◆ EXERCISE INSTRUCTIONS ◆
Repeat exactly, and only, the lines from the one containing "shade shown in this photo." through the end of the records.

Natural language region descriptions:
▬▬▬
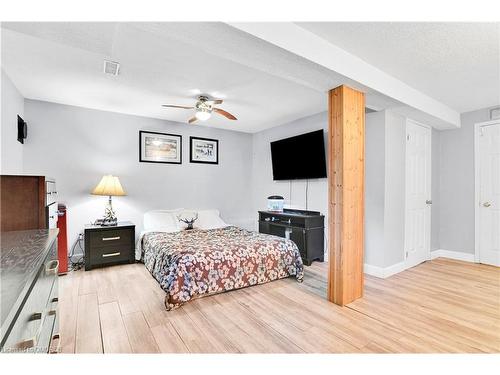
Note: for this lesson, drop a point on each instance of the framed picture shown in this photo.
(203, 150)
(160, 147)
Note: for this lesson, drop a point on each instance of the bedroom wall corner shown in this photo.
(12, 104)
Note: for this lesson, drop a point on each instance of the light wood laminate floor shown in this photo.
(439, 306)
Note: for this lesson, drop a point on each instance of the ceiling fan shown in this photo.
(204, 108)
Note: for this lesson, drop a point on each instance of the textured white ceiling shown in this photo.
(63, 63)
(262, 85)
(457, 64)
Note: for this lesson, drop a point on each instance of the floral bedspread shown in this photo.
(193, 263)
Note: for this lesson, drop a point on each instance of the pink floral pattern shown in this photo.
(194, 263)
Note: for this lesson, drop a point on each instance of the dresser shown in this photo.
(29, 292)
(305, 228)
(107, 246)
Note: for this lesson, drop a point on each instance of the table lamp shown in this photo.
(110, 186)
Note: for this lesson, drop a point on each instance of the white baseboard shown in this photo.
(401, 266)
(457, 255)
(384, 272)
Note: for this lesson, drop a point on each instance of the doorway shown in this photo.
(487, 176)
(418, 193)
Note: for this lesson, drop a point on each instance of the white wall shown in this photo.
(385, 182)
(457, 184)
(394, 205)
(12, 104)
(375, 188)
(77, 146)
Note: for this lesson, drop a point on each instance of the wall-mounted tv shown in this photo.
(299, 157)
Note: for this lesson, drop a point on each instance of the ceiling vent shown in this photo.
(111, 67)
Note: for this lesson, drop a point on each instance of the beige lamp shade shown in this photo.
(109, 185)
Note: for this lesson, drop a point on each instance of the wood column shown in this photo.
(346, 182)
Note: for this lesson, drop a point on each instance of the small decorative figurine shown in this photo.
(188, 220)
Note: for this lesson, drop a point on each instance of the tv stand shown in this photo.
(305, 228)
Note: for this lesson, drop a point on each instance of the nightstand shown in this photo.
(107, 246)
▬▬▬
◆ TASK ANSWER ◆
Note: for this lesson, drop a point on each instance of the beige lamp shade shown in this photo.
(109, 185)
Note: for this lesson, drop a point on each instance of the wood column shown in this photo.
(346, 182)
Note: for this lesson, drop a point on each instance of the small decorative figurine shown in this photo.
(188, 220)
Note: for this lesson, drop a point on each instance of the tv stand shown in this photo.
(305, 228)
Note: for this lesson, drop a point on each instance of the nightstand shown in this photo.
(107, 246)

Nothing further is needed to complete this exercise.